Wednesday, March 16, 2011

Line by Line



Cost: $0
Preparation Time: None

Here's a last-minute date idea perfect for those with a creative bent.  Grab a computer, ipad, or a sheet of paper and some pens.  You and your date will write a short story, taking turns writing sentences.  Decide on either a time limit or a page length so that you can get a feel for the pacing and when you'll need to be wrapping things up.

From there it's pretty simple. For example, let's say your date starts with the classic opener, "It was a dark and stormy night."  You wanting to take things on a slightly more wild ride, add, "The iguanas found themselves so depressed by the lugubrious evening that they found themselves plotting the murder of their freckle-faced owner, Harry B. Tottentrott." Or something like that.  Probably something much better than that, actually. Then your date will write a line, and so on.

====

▸ **YOUR GOAL**
Repeat the passage from the date-idea text word for word, starting with "Here's a last-minute" and going on through "wrapping things up.".

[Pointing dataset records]
====

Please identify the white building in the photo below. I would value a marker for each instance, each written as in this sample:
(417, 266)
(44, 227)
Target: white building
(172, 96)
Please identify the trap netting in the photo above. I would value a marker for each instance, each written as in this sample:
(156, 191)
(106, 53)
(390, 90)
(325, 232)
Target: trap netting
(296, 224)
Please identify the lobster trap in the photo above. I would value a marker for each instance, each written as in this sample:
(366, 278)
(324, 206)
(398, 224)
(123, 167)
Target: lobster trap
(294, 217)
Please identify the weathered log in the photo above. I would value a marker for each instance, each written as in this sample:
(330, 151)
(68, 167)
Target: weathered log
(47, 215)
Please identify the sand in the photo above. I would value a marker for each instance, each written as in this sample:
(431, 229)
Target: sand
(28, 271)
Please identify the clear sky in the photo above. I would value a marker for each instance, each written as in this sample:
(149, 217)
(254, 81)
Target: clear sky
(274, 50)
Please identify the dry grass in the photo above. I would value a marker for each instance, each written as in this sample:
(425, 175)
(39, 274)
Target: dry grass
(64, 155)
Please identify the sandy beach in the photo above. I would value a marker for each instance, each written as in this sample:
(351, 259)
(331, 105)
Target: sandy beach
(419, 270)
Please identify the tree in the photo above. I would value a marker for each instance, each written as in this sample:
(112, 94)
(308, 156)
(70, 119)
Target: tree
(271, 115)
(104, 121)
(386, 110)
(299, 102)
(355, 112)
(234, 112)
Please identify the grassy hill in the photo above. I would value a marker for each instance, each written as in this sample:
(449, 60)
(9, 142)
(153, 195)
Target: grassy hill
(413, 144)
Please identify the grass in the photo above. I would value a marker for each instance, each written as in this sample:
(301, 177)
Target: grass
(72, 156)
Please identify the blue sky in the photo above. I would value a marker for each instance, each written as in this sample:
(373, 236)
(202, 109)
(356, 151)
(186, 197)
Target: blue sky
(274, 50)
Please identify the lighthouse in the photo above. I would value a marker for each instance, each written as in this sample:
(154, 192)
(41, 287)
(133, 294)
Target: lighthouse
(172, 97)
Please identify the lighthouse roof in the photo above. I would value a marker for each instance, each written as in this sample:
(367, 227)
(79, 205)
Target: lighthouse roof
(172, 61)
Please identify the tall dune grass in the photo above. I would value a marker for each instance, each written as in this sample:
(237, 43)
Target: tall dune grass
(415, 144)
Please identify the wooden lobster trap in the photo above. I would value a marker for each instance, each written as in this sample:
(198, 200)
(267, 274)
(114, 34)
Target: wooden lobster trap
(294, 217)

====

▸ **WORKED SOLUTION**
Here's a last-minute date idea perfect for those with a creative bent.  Grab a computer, ipad, or a sheet of paper and some pens.  You and your date will write a short story, taking turns writing sentences.  Decide on either a time limit or a page length so that you can get a feel for the pacing and when you'll need to be wrapping things up.